**抜粋箇所**
汚れたトイレ、実家の異変 告知受けた父に笑顔が戻った

写真・図版3月下旬、膵臓がんを告知された直後の父(左)。十数年前から腰痛を訴え、この2年ほどはほとんど歩こうとしなかったが、入院後はリハビリを嫌がらず、見舞った私の夫と笑顔で歩行練習に励んだ=都内の大学病院で

もうすぐ父が死んでしまうので:2(マンスリーコラム)

「えっ?」

久しぶりに実家の2階に上がって、私は仰天した。

何げなくのぞいた父の和室に、数え切れないほどのコンビニ袋が散らばっている。どの袋にも読み終わった夕刊紙や週刊誌が2、3部ずつ押し込まれ、畳を覆っていた。その1年ほど前、「お父さんに『片付けるなっ』ってすごく怒られる」と母から訴えられたことを思い出した。

データソースの項目:
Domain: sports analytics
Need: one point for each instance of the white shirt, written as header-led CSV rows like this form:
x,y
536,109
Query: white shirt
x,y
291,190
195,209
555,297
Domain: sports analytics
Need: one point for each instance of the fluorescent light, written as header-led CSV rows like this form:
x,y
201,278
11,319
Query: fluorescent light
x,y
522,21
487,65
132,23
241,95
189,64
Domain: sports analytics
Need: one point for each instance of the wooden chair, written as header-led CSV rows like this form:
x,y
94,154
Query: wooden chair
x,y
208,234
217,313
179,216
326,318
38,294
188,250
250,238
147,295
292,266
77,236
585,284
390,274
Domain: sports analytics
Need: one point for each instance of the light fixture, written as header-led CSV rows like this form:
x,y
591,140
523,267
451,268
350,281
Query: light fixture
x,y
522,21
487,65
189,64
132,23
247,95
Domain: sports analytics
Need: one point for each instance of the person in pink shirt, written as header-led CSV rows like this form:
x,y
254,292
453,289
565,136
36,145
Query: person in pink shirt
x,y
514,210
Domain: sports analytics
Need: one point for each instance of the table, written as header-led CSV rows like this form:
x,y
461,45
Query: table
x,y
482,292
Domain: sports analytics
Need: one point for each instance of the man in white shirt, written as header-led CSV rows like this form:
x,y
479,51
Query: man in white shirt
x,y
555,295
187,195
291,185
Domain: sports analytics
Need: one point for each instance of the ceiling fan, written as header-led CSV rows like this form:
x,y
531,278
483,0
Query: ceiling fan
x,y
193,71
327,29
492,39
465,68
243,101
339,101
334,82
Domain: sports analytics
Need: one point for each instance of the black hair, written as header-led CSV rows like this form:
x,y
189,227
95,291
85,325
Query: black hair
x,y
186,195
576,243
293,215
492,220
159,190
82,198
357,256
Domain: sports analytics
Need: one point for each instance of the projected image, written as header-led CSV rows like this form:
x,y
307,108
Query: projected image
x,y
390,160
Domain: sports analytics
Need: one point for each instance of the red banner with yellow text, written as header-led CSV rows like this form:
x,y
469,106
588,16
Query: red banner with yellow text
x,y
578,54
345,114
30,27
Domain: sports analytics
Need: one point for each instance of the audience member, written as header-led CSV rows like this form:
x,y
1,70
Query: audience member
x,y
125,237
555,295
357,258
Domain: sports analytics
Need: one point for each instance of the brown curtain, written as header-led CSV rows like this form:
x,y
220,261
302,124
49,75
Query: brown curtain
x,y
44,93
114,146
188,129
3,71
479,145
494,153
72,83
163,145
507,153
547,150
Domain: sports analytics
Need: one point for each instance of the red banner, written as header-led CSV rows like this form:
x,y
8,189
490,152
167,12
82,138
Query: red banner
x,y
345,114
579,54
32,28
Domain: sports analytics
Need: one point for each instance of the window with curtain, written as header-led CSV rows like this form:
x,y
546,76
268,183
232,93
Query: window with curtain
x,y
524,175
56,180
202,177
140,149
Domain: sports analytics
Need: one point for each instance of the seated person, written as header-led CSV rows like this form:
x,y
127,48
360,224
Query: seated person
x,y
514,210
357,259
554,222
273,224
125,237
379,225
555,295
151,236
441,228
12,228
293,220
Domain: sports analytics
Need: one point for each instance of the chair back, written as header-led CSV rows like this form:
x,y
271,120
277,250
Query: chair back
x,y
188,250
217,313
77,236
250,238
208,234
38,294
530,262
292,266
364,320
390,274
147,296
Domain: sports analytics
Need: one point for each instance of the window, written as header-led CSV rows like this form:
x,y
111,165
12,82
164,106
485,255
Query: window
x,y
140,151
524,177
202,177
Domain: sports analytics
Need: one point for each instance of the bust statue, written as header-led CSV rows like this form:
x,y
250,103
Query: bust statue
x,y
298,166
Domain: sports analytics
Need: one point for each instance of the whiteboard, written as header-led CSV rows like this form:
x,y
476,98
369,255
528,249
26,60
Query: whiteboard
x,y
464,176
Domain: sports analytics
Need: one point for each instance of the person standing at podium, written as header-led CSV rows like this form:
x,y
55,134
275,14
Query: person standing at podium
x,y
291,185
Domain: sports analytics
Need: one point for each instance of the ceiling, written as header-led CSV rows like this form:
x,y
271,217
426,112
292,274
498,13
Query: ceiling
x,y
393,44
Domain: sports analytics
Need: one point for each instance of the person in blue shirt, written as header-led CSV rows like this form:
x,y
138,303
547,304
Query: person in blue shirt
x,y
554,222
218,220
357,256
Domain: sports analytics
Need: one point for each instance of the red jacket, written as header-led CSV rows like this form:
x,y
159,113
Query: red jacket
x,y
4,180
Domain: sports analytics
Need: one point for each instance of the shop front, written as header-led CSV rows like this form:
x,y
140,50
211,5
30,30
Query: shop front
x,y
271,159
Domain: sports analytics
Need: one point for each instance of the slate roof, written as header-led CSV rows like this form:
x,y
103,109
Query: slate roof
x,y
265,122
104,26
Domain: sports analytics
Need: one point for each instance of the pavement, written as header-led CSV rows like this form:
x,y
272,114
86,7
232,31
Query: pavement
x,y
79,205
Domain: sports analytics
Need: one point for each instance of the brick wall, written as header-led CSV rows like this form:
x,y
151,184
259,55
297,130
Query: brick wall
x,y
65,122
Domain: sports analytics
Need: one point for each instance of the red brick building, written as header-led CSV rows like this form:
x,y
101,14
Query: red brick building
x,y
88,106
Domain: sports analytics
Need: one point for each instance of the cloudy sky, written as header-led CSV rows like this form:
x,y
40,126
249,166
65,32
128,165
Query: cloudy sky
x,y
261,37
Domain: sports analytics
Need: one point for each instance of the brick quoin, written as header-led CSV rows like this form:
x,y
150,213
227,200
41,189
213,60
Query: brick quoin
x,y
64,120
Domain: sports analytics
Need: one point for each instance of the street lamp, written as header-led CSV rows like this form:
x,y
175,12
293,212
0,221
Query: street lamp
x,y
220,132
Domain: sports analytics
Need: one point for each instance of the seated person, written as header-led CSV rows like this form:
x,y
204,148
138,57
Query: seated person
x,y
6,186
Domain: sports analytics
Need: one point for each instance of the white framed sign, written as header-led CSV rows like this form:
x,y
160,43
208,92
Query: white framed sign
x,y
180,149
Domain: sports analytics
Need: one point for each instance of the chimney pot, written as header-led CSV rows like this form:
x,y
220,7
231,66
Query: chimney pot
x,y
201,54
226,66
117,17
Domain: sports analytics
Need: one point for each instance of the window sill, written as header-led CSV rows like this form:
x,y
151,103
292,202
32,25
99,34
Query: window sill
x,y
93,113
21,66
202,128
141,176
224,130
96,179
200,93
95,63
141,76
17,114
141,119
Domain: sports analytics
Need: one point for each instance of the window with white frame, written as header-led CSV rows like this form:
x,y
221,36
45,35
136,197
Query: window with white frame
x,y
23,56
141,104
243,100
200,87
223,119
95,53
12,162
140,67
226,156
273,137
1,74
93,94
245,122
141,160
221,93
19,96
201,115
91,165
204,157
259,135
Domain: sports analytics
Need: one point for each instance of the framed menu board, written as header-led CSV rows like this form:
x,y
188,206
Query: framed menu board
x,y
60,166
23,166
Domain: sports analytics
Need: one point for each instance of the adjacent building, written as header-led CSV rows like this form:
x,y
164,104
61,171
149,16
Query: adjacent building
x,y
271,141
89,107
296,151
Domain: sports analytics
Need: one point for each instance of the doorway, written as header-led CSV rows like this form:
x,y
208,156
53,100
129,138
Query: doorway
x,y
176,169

**課題 1**
実家の父を描いたコラムでは、父の和室の畳を覆っていたものは何だと書かれていますか。
**課題 2**
実家の父を描いたコラムの最後の文に続けて、その先を書いてください。

**解答欄 1**
読み終わった夕刊紙や週刊誌を2、3部ずつ押し込んだ、数え切れないほどのコンビニ袋です。

**解答欄 2**
ふと、父の部屋の隣のトイレが気になった。長らく頻尿に悩まされる父が夜中に何度も起き、ここで用を足すことは知っていた。

カチャッ。

ドアを開けた途端、思わず後ずさりした。便器は昔の公衆便所並みに激しく汚れ、強烈な異臭を放っている。しばらく掃除していないのは一目瞭然。

「な、なんで?」

私はぼうぜんとしながら、ドアを閉めた。